**Job:**
Tally the lines of the items below that contain the string "bbox". Reply with the number alone.

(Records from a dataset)
BEGIN
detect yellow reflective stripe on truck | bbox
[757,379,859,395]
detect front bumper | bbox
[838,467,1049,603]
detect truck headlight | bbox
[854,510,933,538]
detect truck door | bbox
END
**Finished exercise:**
4